Exercise description - Going down the data below, set down exactly the line with "point: rectangular window" and each line after it through the line with "point: tiled roof"; no other lines.

--- Task material Enclosed Below ---

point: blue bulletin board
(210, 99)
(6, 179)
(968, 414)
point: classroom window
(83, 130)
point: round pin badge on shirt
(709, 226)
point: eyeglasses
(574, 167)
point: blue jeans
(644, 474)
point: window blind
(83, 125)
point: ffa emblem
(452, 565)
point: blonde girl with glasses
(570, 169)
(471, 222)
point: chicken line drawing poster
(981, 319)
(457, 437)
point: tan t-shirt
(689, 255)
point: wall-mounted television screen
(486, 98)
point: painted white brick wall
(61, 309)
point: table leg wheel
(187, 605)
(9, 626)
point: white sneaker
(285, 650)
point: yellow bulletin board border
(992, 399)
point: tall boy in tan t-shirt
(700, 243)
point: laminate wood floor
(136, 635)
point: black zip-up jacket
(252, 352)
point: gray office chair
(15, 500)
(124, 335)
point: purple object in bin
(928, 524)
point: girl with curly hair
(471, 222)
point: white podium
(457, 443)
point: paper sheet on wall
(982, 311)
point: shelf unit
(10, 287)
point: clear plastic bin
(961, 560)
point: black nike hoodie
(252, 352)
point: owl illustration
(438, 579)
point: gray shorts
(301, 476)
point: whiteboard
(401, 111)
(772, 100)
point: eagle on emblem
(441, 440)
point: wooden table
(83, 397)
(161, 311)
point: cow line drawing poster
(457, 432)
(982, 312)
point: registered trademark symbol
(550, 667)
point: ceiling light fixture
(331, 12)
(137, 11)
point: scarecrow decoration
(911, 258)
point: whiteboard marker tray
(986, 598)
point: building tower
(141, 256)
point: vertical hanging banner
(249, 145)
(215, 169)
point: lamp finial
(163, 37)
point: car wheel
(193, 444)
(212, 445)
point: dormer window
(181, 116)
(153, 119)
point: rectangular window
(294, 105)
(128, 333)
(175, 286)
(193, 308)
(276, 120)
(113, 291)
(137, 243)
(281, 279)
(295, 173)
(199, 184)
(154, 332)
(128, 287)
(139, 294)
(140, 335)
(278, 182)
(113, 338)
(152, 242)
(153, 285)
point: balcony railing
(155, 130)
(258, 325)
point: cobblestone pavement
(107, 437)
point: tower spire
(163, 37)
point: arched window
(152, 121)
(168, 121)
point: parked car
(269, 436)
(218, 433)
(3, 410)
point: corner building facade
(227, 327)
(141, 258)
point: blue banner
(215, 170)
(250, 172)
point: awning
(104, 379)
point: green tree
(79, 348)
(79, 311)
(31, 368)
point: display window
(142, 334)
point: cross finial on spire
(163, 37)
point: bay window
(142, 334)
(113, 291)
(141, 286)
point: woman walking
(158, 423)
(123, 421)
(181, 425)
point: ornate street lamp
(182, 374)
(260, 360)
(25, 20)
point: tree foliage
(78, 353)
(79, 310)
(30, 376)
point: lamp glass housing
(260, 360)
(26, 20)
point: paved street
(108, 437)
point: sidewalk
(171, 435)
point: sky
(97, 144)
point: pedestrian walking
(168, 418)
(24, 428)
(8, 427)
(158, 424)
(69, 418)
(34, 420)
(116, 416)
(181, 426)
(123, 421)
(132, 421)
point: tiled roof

--- End of Enclosed Task material ---
--- Task material Enclosed Below ---

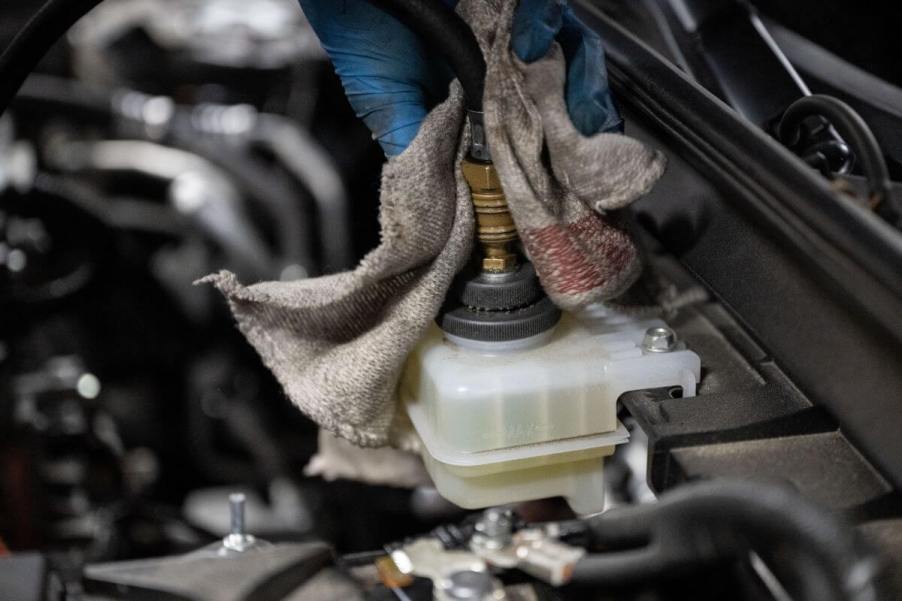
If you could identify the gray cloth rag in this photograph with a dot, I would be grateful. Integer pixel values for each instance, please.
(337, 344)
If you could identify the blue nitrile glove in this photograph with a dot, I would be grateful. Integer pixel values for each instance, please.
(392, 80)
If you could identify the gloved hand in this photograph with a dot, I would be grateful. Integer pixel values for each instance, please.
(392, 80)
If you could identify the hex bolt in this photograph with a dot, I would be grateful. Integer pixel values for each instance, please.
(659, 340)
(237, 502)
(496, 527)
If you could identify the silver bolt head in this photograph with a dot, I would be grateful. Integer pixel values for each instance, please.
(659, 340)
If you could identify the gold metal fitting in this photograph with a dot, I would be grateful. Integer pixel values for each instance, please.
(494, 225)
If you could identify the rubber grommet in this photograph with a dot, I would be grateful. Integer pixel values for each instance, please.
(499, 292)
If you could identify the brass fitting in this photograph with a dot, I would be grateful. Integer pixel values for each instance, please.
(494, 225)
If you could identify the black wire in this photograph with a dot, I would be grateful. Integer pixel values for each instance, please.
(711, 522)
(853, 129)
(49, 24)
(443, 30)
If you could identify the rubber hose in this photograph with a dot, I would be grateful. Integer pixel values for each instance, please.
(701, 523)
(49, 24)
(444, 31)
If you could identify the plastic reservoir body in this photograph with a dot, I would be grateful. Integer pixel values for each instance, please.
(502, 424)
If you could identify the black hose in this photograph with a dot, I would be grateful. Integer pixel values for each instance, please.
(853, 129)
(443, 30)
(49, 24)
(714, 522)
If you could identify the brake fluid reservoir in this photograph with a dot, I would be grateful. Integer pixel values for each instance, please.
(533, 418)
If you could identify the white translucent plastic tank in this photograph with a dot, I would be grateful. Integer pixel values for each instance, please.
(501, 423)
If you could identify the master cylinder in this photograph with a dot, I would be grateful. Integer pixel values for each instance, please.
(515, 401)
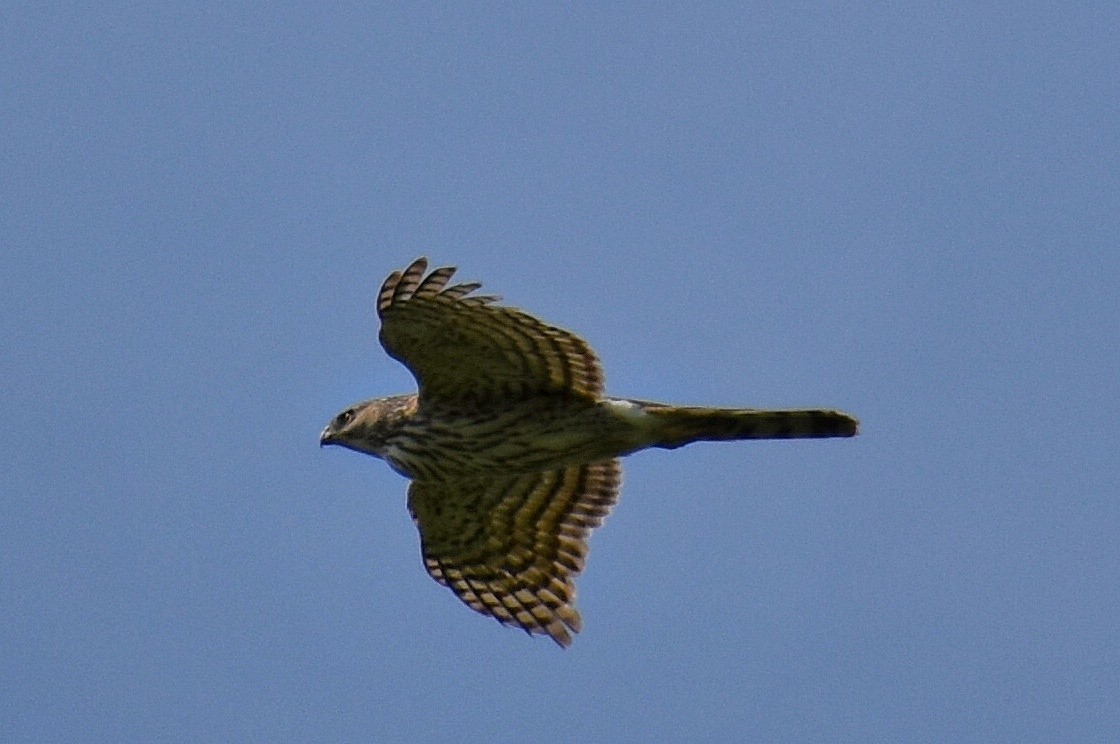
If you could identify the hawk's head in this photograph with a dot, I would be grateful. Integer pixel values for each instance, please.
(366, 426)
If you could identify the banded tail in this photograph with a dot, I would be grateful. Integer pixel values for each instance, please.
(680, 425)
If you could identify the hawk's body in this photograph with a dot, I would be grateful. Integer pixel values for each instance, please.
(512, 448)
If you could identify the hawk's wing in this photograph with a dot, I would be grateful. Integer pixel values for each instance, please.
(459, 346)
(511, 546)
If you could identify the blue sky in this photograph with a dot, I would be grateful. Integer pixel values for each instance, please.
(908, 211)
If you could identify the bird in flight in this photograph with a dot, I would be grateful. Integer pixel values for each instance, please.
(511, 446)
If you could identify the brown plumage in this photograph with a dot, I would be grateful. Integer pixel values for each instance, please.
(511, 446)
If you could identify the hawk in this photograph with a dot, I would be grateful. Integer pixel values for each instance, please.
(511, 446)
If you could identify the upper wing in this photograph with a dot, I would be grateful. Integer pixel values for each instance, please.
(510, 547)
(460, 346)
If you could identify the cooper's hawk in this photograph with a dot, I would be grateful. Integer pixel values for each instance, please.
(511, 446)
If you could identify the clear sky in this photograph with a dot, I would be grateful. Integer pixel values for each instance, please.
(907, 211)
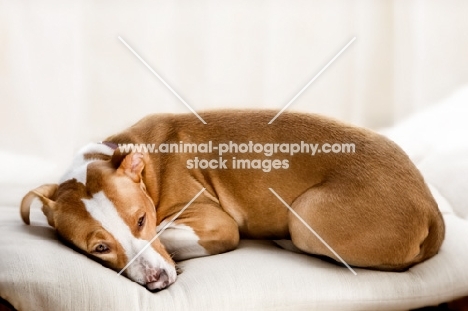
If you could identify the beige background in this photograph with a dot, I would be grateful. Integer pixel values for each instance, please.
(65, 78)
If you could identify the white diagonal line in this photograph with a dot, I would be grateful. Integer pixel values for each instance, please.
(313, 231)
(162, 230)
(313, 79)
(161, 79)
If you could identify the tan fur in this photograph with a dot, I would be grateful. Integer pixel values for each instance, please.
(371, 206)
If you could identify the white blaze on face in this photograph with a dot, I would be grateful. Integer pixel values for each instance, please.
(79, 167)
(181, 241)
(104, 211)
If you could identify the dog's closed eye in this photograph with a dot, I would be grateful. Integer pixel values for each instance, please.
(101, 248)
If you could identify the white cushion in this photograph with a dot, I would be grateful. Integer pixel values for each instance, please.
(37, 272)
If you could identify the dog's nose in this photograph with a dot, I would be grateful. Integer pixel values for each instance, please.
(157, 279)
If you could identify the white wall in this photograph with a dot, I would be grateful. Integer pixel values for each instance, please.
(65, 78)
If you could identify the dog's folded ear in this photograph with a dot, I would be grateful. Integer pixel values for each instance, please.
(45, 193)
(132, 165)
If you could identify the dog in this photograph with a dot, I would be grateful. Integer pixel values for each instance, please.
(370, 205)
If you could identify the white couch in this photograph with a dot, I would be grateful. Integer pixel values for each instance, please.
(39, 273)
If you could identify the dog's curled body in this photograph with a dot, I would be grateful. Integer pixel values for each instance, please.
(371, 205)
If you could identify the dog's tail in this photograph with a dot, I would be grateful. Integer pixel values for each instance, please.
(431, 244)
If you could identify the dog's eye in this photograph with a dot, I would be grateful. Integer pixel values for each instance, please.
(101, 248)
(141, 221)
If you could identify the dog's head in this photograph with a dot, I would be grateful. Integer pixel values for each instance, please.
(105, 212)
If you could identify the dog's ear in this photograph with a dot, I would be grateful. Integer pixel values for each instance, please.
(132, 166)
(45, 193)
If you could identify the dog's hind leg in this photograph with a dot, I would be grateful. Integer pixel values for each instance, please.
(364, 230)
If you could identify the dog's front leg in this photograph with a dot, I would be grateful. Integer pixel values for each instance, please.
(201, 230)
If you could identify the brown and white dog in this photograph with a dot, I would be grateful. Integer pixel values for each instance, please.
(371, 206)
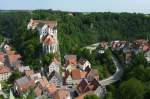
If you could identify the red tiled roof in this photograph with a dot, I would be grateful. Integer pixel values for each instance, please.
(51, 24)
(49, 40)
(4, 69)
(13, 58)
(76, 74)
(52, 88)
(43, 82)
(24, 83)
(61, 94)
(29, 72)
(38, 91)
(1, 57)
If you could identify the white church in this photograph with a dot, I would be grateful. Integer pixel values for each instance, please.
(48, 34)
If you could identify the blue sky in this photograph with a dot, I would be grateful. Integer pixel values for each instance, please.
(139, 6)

--- End of Enclosed Task material ---

Answer to the problem -
point: rectangular window
(294, 105)
(128, 333)
(175, 286)
(193, 308)
(276, 120)
(113, 291)
(137, 243)
(281, 279)
(295, 173)
(199, 184)
(154, 332)
(128, 287)
(139, 294)
(140, 335)
(278, 182)
(113, 338)
(152, 242)
(153, 285)
point: balcony railing
(155, 130)
(258, 325)
point: cobblestone pavement
(107, 437)
point: tower spire
(163, 37)
point: arched window
(152, 121)
(168, 121)
point: parked car
(269, 436)
(218, 433)
(3, 410)
point: corner building facade
(227, 327)
(141, 258)
point: blue banner
(215, 170)
(250, 172)
point: awning
(104, 379)
point: green tree
(79, 348)
(79, 311)
(31, 368)
point: display window
(142, 334)
point: cross finial on spire
(163, 37)
point: bay window
(142, 334)
(113, 291)
(141, 286)
point: woman walking
(158, 423)
(123, 421)
(181, 425)
point: ornate street lamp
(182, 374)
(260, 360)
(25, 20)
point: tree foliage
(78, 353)
(79, 310)
(30, 376)
point: lamp glass housing
(260, 360)
(26, 20)
point: paved street
(108, 437)
point: sidewalk
(171, 435)
point: sky
(97, 144)
point: pedestrian walking
(168, 418)
(24, 428)
(8, 427)
(158, 424)
(69, 418)
(34, 420)
(116, 416)
(181, 426)
(123, 421)
(132, 421)
point: tiled roof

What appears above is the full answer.